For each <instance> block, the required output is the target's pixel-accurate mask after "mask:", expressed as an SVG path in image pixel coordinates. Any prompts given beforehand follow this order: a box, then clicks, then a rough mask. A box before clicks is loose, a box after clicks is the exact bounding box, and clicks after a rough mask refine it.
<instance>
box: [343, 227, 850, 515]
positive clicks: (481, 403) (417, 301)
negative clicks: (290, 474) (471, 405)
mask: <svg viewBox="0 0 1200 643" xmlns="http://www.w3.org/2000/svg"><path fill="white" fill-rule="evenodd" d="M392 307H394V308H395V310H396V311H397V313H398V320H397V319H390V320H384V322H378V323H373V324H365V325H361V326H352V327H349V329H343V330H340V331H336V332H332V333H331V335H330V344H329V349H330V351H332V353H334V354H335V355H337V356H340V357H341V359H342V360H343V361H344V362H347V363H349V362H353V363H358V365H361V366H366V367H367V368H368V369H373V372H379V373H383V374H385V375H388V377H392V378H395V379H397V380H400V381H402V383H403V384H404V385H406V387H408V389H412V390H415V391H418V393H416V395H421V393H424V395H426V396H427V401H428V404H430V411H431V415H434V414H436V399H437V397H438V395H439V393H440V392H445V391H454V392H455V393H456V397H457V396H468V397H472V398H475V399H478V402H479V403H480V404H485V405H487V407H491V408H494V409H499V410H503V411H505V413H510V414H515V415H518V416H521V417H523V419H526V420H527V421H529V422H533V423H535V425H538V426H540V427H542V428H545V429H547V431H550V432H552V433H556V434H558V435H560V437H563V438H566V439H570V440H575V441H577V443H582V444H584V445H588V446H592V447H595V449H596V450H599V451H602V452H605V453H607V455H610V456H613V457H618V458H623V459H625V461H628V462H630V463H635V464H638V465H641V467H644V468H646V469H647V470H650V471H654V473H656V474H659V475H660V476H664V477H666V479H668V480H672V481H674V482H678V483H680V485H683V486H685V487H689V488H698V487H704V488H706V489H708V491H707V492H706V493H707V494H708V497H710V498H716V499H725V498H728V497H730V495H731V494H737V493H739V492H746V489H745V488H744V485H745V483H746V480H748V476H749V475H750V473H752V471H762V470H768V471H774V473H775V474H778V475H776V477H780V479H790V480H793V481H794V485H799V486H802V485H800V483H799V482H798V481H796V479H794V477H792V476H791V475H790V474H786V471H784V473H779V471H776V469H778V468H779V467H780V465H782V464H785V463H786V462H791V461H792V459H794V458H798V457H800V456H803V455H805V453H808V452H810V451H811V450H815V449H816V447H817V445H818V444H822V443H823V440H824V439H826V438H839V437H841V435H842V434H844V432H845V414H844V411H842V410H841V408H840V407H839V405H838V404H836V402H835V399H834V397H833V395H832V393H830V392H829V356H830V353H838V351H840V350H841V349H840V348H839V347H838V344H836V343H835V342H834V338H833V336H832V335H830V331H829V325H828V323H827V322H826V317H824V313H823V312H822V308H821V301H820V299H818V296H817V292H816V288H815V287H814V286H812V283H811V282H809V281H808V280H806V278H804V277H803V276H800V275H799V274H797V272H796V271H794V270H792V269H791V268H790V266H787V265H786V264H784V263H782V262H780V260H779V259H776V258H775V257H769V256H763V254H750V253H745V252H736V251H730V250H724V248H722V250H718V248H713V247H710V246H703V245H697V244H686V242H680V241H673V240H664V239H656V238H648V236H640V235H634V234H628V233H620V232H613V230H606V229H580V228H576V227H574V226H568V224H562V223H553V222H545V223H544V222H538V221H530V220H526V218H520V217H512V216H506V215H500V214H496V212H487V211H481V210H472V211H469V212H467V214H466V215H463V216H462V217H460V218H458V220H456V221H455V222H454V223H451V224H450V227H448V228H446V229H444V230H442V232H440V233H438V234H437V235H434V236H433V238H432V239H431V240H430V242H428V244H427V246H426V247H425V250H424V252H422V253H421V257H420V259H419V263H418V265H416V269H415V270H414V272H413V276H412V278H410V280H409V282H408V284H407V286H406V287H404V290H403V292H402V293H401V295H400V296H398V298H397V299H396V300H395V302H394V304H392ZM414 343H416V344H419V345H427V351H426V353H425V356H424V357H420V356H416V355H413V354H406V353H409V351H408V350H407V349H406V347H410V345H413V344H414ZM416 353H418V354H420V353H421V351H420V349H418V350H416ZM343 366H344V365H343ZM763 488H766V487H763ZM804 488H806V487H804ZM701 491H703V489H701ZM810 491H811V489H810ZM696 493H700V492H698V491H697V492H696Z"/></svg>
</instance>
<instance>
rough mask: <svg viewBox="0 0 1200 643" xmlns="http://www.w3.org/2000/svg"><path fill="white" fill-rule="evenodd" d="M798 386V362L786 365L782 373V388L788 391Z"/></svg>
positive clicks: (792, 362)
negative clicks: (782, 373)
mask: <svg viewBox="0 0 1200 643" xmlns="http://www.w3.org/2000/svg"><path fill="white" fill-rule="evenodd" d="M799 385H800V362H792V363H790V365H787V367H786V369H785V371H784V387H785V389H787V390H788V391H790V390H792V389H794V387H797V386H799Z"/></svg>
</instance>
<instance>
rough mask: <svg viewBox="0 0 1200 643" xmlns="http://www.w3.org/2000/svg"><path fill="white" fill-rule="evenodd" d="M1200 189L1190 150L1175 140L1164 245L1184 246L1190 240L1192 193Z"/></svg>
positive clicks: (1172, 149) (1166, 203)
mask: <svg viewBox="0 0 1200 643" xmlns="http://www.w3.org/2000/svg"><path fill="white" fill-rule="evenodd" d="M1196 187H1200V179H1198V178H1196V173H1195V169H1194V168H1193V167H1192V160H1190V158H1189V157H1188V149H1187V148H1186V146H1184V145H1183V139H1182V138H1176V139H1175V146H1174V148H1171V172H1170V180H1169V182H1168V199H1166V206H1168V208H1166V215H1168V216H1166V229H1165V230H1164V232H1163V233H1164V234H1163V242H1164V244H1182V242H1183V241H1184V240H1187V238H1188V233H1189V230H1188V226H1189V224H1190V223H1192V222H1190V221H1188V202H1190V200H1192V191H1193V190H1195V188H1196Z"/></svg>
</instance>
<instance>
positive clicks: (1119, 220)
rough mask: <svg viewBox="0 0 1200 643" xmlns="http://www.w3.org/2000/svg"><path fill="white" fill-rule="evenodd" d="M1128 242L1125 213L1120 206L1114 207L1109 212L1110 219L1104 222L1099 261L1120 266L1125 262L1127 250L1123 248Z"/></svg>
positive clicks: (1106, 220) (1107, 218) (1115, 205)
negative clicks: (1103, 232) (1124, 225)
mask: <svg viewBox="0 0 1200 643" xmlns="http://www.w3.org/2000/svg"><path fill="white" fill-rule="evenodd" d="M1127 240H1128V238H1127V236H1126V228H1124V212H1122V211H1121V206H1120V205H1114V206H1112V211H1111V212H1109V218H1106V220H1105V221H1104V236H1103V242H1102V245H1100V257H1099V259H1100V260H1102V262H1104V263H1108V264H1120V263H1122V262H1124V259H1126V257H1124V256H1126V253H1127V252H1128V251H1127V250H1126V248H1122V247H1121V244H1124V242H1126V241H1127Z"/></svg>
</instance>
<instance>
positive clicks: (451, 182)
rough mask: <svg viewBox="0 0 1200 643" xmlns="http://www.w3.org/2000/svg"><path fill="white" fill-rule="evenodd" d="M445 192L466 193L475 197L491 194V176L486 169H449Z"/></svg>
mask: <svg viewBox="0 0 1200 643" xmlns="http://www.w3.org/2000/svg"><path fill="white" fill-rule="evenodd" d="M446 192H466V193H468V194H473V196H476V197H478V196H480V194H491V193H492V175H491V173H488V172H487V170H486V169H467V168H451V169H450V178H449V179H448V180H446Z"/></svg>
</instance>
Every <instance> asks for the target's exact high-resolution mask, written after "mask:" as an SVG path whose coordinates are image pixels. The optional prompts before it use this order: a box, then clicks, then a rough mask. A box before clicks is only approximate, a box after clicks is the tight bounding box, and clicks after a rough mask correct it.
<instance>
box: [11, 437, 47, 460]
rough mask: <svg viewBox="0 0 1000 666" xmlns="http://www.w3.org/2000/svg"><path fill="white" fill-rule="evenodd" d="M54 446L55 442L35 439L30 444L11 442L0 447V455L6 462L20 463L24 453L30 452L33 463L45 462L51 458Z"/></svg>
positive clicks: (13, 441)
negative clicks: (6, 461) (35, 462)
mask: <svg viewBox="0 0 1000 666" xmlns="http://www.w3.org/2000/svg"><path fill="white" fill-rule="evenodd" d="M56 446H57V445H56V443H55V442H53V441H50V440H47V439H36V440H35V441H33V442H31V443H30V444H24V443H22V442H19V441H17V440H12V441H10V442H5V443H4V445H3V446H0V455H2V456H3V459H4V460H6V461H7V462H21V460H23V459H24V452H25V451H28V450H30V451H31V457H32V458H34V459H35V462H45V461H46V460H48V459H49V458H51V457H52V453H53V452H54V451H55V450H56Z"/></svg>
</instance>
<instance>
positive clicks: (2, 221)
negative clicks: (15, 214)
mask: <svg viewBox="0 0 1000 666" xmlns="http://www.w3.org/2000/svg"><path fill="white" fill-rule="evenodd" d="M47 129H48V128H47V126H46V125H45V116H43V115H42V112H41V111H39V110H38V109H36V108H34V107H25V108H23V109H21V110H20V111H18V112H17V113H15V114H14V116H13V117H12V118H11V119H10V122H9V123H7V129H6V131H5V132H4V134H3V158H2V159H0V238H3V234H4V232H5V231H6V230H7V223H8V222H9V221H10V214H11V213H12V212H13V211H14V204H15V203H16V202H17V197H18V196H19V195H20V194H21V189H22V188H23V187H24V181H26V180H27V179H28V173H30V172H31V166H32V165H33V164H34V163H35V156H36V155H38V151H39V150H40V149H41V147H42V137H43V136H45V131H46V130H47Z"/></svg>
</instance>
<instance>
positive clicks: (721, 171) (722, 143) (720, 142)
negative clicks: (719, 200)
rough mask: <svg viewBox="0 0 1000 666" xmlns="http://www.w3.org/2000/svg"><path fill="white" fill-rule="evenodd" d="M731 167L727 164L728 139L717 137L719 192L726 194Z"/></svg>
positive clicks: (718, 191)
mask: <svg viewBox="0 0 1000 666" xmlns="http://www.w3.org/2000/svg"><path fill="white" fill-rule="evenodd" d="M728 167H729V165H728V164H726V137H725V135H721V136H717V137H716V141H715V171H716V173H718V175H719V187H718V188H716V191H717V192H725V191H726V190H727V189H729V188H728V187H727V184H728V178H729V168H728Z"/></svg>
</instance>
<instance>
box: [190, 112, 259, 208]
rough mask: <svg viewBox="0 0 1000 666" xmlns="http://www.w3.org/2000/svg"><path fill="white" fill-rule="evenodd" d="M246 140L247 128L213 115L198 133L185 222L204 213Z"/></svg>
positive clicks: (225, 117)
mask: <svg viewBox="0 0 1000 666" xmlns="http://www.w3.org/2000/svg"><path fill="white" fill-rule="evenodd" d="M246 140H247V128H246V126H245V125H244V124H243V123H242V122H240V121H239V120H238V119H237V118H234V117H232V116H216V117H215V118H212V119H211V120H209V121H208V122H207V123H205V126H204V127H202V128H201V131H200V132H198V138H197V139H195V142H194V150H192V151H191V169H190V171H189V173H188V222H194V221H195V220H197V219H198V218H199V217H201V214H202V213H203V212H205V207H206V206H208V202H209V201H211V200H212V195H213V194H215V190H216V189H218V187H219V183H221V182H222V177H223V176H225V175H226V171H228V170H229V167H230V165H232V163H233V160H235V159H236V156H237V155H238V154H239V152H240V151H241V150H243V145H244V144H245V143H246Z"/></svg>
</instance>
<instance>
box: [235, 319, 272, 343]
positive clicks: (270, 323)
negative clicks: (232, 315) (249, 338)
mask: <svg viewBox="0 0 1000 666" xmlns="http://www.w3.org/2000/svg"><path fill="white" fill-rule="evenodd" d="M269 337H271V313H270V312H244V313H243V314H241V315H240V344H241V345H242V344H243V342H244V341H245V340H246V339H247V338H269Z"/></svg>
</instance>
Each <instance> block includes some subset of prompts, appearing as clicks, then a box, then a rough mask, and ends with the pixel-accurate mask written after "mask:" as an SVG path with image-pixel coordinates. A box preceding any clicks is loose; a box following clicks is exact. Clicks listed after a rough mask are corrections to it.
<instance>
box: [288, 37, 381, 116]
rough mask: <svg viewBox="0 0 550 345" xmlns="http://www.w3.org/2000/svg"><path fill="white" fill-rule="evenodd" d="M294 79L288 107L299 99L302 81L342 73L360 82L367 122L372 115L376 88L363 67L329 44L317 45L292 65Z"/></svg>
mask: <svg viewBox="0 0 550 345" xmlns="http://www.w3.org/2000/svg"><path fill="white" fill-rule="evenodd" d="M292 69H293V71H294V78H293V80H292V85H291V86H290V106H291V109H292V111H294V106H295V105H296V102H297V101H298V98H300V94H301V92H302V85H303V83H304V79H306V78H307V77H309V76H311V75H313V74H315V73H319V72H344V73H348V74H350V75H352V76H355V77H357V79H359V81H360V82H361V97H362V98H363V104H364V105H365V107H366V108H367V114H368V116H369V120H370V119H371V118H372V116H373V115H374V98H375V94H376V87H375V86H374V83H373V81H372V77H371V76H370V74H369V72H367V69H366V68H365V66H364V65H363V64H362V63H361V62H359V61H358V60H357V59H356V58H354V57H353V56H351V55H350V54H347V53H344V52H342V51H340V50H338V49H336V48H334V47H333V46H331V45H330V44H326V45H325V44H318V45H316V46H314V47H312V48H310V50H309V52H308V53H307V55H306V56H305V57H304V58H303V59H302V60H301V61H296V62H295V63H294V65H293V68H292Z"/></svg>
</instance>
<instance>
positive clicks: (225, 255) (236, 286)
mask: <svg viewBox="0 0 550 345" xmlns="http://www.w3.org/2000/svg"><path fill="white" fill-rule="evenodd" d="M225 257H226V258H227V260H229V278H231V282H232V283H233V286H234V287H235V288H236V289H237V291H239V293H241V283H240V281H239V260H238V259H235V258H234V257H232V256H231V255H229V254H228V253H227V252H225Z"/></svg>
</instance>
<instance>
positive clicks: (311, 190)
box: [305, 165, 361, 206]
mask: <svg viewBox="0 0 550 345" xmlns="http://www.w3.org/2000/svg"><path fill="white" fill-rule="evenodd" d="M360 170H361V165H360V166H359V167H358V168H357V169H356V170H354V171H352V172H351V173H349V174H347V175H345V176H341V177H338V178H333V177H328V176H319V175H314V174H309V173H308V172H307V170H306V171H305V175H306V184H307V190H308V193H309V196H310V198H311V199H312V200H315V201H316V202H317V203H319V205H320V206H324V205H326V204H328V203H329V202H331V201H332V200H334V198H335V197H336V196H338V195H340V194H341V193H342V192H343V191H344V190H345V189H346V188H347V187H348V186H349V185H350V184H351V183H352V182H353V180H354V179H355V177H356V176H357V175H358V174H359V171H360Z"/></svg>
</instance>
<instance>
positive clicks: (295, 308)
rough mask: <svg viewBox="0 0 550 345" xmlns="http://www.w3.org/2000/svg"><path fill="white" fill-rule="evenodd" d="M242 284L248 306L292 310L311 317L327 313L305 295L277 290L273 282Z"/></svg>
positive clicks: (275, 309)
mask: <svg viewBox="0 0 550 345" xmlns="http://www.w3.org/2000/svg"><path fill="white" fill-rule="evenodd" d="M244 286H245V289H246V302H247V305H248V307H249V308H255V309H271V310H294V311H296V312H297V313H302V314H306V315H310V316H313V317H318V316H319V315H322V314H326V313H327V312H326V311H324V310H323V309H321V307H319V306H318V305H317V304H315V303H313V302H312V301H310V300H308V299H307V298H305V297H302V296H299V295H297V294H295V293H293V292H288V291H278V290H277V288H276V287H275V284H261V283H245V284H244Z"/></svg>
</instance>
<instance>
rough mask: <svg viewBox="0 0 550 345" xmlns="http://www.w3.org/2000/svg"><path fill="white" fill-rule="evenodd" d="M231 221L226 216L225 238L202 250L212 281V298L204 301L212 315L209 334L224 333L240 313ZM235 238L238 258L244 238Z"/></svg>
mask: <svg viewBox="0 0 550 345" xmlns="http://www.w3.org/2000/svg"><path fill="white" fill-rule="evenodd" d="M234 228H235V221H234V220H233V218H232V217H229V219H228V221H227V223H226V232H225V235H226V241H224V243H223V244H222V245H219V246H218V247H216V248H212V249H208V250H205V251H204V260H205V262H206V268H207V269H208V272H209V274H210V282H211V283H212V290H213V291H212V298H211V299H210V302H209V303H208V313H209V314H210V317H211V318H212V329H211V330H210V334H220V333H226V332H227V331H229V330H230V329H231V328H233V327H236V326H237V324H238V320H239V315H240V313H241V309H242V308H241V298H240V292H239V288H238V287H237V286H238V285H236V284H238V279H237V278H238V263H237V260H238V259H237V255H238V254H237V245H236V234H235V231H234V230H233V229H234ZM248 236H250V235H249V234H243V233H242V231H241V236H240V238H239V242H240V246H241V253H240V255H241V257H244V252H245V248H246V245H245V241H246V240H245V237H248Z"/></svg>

▸ ASSIGNED TASK: Take the lines above from the one containing "Every <instance> asks" down to the one containing "box: [11, 437, 47, 460]", and transcribe them exactly, both ends included.

▸ SOLUTION FOR THIS TASK:
Every <instance> asks for the target's exact high-resolution mask, written after "mask:" as an SVG path whose coordinates are image pixels. The optional prompts before it use this order: a box, then clicks, then a rough mask. A box before clicks is only approximate, a box after clicks is the tight bounding box, and clicks after a rough mask correct it.
<instance>
box: [11, 437, 47, 460]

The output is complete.